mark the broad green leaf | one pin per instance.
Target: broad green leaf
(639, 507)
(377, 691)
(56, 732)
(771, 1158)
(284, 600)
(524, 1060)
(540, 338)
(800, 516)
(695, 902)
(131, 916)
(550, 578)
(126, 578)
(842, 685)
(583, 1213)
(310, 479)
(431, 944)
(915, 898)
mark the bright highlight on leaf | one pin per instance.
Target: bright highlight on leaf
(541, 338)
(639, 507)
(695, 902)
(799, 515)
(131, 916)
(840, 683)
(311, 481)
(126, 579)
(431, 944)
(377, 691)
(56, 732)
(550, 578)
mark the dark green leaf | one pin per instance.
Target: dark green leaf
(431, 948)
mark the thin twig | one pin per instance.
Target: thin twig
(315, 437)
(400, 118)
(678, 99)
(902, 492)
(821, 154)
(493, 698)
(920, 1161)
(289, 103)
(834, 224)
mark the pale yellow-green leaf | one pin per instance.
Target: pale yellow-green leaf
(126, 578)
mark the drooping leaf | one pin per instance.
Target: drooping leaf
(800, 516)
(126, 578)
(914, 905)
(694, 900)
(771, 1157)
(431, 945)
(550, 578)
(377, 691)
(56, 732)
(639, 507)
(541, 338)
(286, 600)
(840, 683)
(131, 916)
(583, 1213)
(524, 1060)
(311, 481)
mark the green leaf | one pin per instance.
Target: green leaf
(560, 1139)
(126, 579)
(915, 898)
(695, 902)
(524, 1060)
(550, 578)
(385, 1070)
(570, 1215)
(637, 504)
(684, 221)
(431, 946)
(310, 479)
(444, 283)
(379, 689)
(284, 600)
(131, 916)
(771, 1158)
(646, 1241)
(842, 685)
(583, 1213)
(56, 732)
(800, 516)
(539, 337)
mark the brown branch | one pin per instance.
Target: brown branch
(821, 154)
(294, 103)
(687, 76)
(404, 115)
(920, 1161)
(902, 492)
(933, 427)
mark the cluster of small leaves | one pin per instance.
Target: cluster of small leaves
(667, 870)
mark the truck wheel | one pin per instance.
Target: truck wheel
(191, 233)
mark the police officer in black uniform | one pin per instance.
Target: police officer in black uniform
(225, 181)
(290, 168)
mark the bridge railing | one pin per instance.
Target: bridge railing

• _EXERCISE DETAILS_
Transcribe the records exactly as given.

• _SOLUTION_
mark the broad green leaf | one pin per instance.
Target: broad green leaf
(639, 507)
(377, 691)
(56, 732)
(771, 1158)
(284, 600)
(524, 1060)
(540, 338)
(800, 516)
(695, 902)
(131, 916)
(550, 578)
(126, 578)
(842, 685)
(583, 1213)
(310, 479)
(431, 944)
(915, 898)
mark the bright highlight on leaf | one pin per instance.
Target: bright highlight on leaf
(541, 338)
(639, 507)
(695, 902)
(799, 515)
(131, 916)
(840, 683)
(311, 481)
(126, 579)
(431, 944)
(377, 691)
(56, 732)
(550, 578)
mark the dark green leaf | one pin per instance.
Target: dark green leaf
(431, 948)
mark the thin twig | one pin per instance.
Target: thin twig
(315, 437)
(400, 118)
(678, 99)
(902, 492)
(821, 154)
(493, 698)
(920, 1161)
(289, 103)
(834, 224)
mark the pale yellow-green leaf | one pin per instance.
Target: pale yellow-green leaf
(126, 578)
mark the drooping leaf | one pin per instance.
Target: drooping leaf
(800, 516)
(126, 578)
(914, 905)
(694, 900)
(771, 1157)
(431, 945)
(550, 578)
(377, 691)
(56, 732)
(639, 507)
(541, 338)
(286, 600)
(840, 683)
(131, 916)
(583, 1213)
(524, 1060)
(311, 481)
mark the green leaf | one pin per instance.
Target: green leaf
(560, 1139)
(126, 579)
(915, 898)
(695, 902)
(524, 1060)
(550, 578)
(385, 1070)
(570, 1215)
(637, 504)
(684, 221)
(431, 946)
(310, 479)
(444, 283)
(379, 689)
(284, 600)
(131, 916)
(771, 1158)
(646, 1241)
(842, 685)
(583, 1213)
(56, 732)
(800, 516)
(539, 337)
mark the brown branch | one pin per instance.
Target: brown branch
(821, 154)
(294, 103)
(687, 76)
(404, 115)
(920, 1161)
(902, 492)
(933, 427)
mark the cluster of small leaves | one pin per instance.
Target: cluster of small leaves
(667, 870)
mark the truck wheel | one pin per instance.
Target: truck wheel
(191, 233)
mark the police officer in black uniform | one pin per instance.
Target: police officer in black uniform
(225, 181)
(290, 168)
mark the bridge railing | one pin per instance.
Target: bridge railing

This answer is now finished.